- [WHAT YOU NEED TO DO]:
Copy exactly the stretch of data below from the line with "Target: blonde hair." through the line with "Could you kindly annotate the white floral pattern", including both of those lines.

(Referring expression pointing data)
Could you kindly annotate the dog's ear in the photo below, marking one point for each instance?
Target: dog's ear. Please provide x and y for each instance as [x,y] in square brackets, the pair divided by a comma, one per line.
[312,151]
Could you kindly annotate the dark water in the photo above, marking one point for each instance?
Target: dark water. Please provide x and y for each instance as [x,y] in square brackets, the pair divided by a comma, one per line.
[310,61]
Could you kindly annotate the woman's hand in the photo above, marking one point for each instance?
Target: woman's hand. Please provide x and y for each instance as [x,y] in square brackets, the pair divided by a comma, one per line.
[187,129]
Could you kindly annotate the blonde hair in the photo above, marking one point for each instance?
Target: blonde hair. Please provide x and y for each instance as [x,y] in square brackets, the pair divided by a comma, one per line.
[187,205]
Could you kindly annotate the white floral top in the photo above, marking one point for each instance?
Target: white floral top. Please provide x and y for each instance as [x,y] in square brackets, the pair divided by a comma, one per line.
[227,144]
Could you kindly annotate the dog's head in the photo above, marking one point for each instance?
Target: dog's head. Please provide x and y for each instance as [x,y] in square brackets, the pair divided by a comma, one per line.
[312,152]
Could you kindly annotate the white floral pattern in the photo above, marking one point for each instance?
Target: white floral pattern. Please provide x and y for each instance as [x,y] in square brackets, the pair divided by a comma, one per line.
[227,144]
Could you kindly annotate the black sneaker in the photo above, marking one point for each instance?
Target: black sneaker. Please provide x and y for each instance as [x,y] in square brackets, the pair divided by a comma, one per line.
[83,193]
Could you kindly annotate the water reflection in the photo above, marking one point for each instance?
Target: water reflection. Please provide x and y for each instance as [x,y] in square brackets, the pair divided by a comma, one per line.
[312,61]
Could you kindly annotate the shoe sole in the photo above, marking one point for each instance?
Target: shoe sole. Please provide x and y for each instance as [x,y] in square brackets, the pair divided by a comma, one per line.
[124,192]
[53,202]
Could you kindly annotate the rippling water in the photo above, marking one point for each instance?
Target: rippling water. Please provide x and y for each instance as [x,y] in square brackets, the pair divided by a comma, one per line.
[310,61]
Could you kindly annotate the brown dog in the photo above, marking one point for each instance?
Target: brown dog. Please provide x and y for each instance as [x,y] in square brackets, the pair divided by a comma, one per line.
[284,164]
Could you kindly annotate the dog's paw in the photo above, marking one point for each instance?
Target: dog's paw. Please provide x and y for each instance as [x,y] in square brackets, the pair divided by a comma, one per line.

- [TASK OUTPUT]:
Target: blonde hair. Please provide x and y for each instance as [x,y] in square brackets, the pair divided by a comma, one per line.
[187,205]
Could you kindly annotate the white floral top in the photo above, marking one point for each instance?
Target: white floral top. Please provide x and y for each instance as [x,y] in square brackets, the pair divided by a comma, one per line.
[227,144]
Could you kindly annotate the dog's head in the photo above, marking one point for each instance?
Target: dog's head. Please provide x and y for each instance as [x,y] in square brackets, the pair divided by a comma, one per line.
[312,152]
Could you kindly annotate the white floral pattern in the photo above, marking one point for each instance?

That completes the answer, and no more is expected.